Select each line of the entries below that contains the string "region", treating uppercase and lowercase as different, and copy those lines in order.

===== RECORDS FOR THIS TASK

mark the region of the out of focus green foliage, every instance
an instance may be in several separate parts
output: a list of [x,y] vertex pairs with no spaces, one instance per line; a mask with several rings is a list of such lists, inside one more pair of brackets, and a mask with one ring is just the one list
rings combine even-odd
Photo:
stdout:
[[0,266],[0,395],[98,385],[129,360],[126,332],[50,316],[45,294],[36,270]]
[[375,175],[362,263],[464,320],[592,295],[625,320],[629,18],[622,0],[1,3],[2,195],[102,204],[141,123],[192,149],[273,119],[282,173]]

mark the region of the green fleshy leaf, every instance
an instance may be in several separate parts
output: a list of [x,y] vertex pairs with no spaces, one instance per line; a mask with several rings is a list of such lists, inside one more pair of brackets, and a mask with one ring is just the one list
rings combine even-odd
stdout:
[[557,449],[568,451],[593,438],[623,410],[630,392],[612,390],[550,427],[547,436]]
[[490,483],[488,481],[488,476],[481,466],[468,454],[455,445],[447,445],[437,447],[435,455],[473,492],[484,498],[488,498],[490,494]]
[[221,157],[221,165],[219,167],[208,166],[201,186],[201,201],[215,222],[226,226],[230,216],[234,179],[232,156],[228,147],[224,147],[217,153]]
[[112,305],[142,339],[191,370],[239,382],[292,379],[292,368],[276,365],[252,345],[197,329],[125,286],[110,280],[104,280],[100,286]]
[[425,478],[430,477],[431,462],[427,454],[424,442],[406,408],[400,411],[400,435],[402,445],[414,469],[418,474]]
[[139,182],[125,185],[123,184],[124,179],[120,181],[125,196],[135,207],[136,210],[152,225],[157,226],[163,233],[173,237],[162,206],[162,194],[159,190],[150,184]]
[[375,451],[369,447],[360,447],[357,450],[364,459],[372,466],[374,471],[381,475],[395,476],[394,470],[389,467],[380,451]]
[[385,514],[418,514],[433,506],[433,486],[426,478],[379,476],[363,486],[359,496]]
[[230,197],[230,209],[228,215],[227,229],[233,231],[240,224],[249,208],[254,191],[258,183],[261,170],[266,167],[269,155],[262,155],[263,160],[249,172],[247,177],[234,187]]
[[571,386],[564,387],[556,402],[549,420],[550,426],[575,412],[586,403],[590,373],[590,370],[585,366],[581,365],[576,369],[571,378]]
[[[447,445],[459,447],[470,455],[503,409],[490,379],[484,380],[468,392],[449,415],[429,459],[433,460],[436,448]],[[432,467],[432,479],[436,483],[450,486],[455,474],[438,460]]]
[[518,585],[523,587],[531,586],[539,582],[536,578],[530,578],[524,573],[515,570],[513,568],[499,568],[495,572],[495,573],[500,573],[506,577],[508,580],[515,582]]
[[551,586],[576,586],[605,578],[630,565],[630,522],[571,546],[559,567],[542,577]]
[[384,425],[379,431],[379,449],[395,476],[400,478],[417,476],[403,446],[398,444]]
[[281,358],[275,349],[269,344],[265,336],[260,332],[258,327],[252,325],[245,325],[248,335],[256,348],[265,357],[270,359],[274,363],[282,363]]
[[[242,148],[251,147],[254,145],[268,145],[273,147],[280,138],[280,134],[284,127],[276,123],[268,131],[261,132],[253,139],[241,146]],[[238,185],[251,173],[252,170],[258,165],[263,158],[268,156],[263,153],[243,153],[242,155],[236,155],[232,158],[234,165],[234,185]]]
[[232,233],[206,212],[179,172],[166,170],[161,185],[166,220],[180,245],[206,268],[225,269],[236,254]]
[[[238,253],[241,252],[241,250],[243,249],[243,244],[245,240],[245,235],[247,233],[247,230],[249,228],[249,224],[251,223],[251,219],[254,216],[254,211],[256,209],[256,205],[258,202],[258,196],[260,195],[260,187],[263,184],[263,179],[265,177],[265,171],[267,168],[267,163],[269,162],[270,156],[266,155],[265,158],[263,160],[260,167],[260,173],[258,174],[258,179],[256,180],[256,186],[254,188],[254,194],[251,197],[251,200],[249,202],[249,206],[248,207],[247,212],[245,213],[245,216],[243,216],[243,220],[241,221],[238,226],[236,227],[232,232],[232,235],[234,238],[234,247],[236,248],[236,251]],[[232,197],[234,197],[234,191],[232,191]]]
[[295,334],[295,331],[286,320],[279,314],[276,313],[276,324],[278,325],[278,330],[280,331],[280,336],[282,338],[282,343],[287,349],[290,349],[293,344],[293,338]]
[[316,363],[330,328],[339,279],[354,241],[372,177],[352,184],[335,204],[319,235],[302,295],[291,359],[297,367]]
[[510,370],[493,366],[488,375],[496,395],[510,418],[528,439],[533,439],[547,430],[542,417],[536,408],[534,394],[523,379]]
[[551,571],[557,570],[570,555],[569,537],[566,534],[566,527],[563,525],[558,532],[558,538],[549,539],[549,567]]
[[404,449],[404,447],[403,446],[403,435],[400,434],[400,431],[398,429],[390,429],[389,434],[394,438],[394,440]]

==========

> **THE SOLUTION**
mark the region of the out of focus green foliage, every instance
mark the region of the green fleshy leaf, every instance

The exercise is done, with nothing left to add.